══ Source material

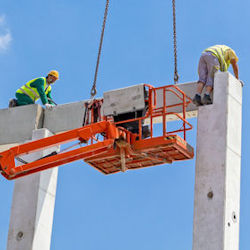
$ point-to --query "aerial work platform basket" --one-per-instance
(113, 143)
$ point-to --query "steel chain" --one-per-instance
(93, 89)
(176, 76)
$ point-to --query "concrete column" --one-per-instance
(33, 205)
(218, 165)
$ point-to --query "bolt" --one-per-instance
(19, 236)
(234, 217)
(210, 194)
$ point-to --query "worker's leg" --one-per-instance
(23, 99)
(213, 66)
(202, 71)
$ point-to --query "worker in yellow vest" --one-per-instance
(36, 89)
(217, 57)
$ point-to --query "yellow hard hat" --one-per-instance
(54, 73)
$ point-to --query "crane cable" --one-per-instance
(93, 89)
(176, 76)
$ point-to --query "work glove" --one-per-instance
(242, 83)
(48, 106)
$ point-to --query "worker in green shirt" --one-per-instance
(217, 57)
(35, 89)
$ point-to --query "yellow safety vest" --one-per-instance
(219, 51)
(32, 92)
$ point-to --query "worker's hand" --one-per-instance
(242, 83)
(48, 106)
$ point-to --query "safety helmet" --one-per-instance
(54, 73)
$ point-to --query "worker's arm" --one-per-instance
(39, 85)
(235, 67)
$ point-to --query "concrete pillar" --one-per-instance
(218, 165)
(33, 205)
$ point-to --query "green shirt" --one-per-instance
(39, 85)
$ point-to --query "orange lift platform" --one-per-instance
(119, 148)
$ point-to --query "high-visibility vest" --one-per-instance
(32, 92)
(219, 51)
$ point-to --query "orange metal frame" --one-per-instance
(119, 149)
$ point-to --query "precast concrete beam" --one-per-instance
(17, 124)
(64, 117)
(33, 205)
(218, 168)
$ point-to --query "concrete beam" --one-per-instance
(218, 167)
(64, 117)
(33, 205)
(17, 124)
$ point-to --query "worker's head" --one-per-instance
(52, 76)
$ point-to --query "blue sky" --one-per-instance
(146, 209)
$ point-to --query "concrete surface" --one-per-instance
(64, 117)
(218, 167)
(33, 206)
(17, 124)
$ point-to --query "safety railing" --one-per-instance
(155, 109)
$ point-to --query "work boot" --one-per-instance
(145, 132)
(206, 99)
(197, 100)
(12, 103)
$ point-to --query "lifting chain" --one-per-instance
(93, 89)
(176, 76)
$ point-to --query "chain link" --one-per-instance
(176, 76)
(93, 89)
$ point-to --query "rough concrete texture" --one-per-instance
(64, 117)
(17, 124)
(218, 167)
(33, 206)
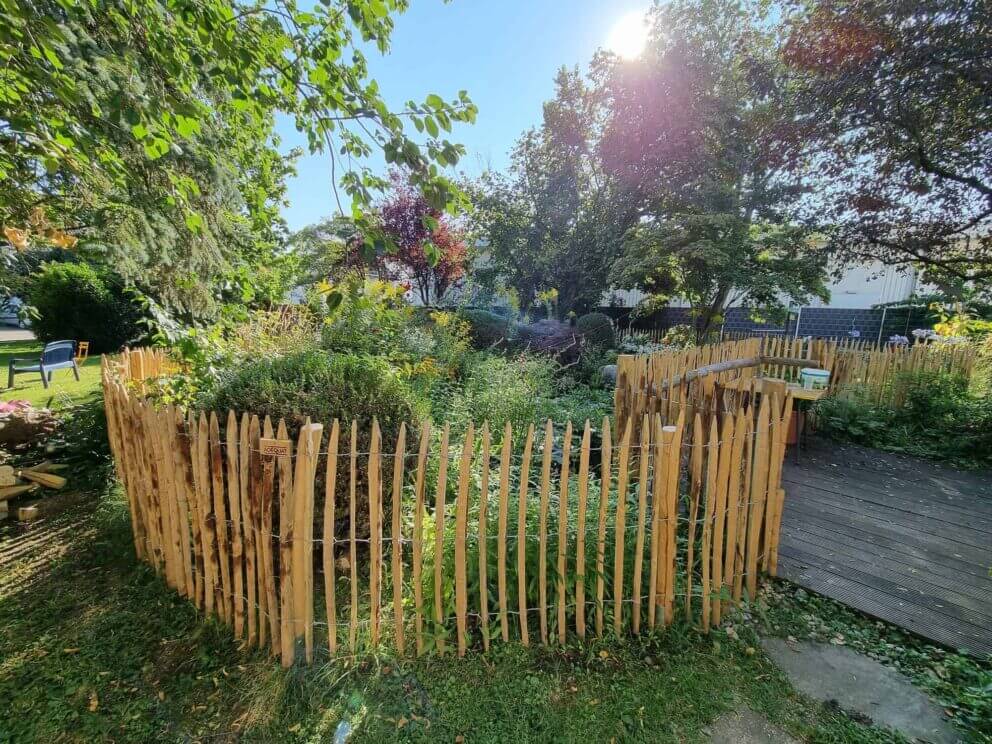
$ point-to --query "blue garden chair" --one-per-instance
(56, 355)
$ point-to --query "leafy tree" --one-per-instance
(145, 127)
(556, 220)
(322, 248)
(894, 96)
(76, 301)
(701, 132)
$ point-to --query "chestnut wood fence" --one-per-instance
(432, 538)
(881, 373)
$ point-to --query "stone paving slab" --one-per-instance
(747, 727)
(861, 685)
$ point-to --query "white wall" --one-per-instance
(858, 287)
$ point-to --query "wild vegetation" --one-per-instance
(749, 149)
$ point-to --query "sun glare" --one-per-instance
(629, 35)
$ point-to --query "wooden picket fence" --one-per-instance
(469, 541)
(855, 366)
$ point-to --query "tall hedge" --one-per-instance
(77, 301)
(486, 329)
(597, 328)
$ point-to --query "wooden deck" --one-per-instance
(901, 539)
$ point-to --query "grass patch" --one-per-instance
(961, 684)
(93, 646)
(64, 388)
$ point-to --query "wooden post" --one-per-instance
(542, 532)
(225, 597)
(330, 488)
(286, 536)
(418, 536)
(483, 544)
(620, 527)
(566, 452)
(234, 509)
(580, 538)
(375, 531)
(439, 496)
(606, 470)
(504, 492)
(522, 536)
(461, 525)
(248, 522)
(352, 534)
(644, 457)
(396, 535)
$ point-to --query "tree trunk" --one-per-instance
(704, 319)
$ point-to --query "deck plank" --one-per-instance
(898, 538)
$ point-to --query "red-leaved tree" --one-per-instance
(428, 250)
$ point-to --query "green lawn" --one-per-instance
(62, 391)
(94, 647)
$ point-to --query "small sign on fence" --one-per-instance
(274, 447)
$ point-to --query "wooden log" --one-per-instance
(375, 531)
(268, 502)
(287, 535)
(418, 536)
(352, 535)
(542, 580)
(439, 507)
(461, 529)
(733, 505)
(580, 540)
(712, 462)
(522, 536)
(208, 521)
(726, 450)
(225, 596)
(644, 459)
(330, 487)
(504, 494)
(483, 536)
(672, 497)
(606, 471)
(248, 529)
(396, 539)
(234, 509)
(695, 494)
(620, 527)
(310, 457)
(759, 485)
(566, 460)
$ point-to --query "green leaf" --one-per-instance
(334, 298)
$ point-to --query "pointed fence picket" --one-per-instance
(674, 520)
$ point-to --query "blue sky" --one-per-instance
(503, 52)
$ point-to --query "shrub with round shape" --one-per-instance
(486, 329)
(320, 386)
(597, 329)
(80, 302)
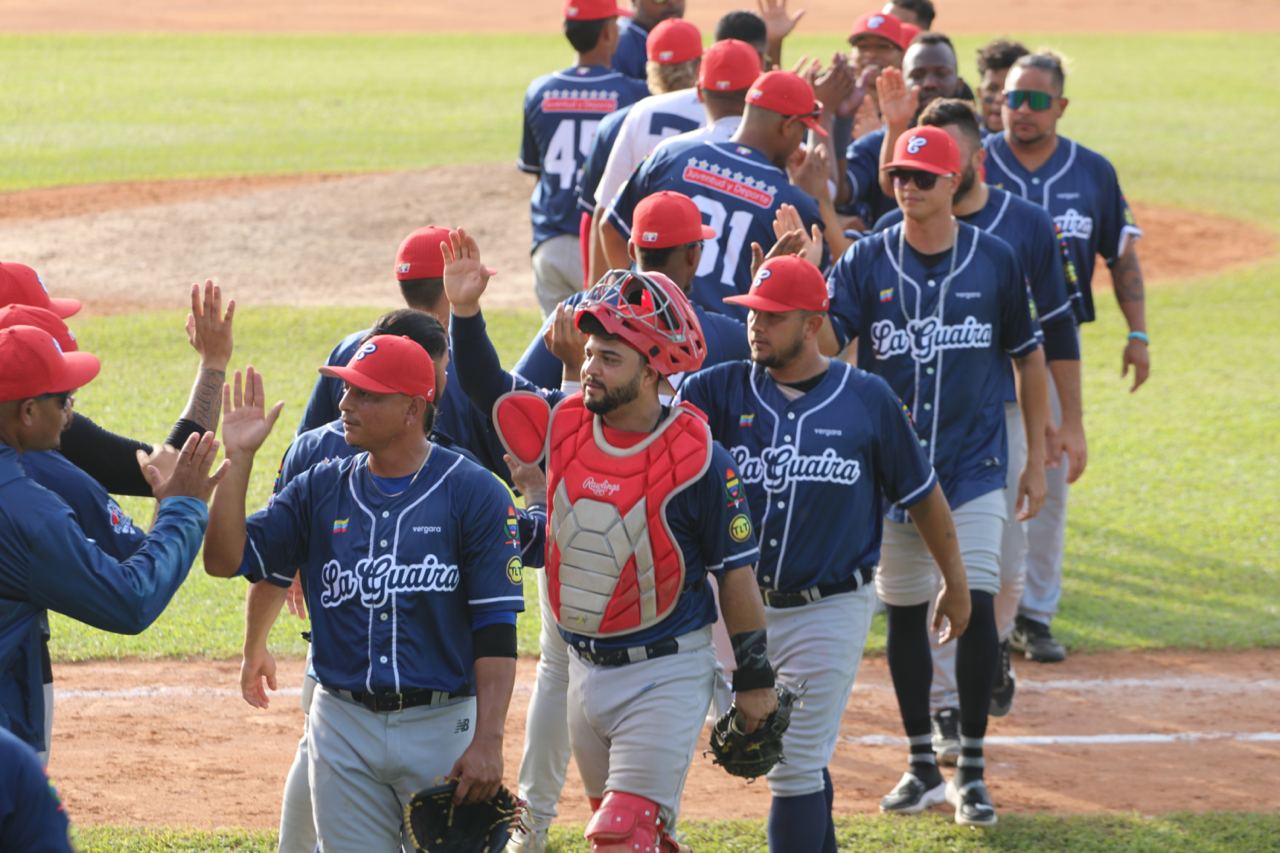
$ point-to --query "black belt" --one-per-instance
(387, 701)
(859, 579)
(624, 656)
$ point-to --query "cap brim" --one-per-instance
(760, 304)
(64, 308)
(357, 379)
(915, 165)
(81, 368)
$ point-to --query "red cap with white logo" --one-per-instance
(666, 219)
(673, 41)
(19, 284)
(928, 149)
(33, 364)
(786, 283)
(593, 10)
(728, 65)
(388, 364)
(786, 94)
(41, 319)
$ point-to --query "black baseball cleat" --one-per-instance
(1002, 694)
(912, 796)
(946, 735)
(1036, 642)
(972, 802)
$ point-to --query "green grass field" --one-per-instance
(1170, 539)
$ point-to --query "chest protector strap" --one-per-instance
(613, 564)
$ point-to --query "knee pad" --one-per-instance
(627, 824)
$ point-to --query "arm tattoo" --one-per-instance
(1127, 278)
(206, 398)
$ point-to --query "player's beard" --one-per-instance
(613, 397)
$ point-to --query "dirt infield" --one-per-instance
(329, 240)
(172, 743)
(515, 16)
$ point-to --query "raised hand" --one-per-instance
(465, 277)
(246, 422)
(190, 477)
(896, 99)
(209, 329)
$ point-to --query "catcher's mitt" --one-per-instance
(752, 755)
(435, 825)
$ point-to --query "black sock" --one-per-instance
(910, 664)
(977, 661)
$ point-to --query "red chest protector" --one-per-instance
(613, 564)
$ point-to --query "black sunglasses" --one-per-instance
(1040, 101)
(922, 179)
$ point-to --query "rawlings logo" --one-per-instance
(780, 466)
(600, 488)
(376, 579)
(1073, 223)
(926, 338)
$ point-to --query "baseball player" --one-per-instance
(412, 576)
(46, 560)
(641, 666)
(995, 59)
(1079, 190)
(813, 439)
(562, 112)
(1029, 231)
(938, 309)
(739, 185)
(32, 817)
(419, 272)
(635, 31)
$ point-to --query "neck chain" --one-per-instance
(373, 479)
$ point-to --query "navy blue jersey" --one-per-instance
(862, 167)
(455, 415)
(631, 55)
(739, 192)
(702, 518)
(32, 817)
(1080, 191)
(392, 583)
(824, 461)
(46, 562)
(95, 511)
(593, 168)
(1031, 233)
(327, 443)
(941, 342)
(726, 341)
(562, 112)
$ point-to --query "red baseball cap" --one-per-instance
(786, 94)
(41, 319)
(593, 10)
(32, 364)
(673, 41)
(19, 284)
(882, 24)
(389, 364)
(666, 219)
(786, 283)
(419, 255)
(728, 65)
(928, 149)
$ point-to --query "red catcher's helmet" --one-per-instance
(652, 314)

════

Pick out every line of the material above that contains the string "with", treating uppercase and lowercase as distinct.

$ point-to --query "shrub with round shape" --one-per-instance
$ point-to --query "red cap with white logo" --one-per-instance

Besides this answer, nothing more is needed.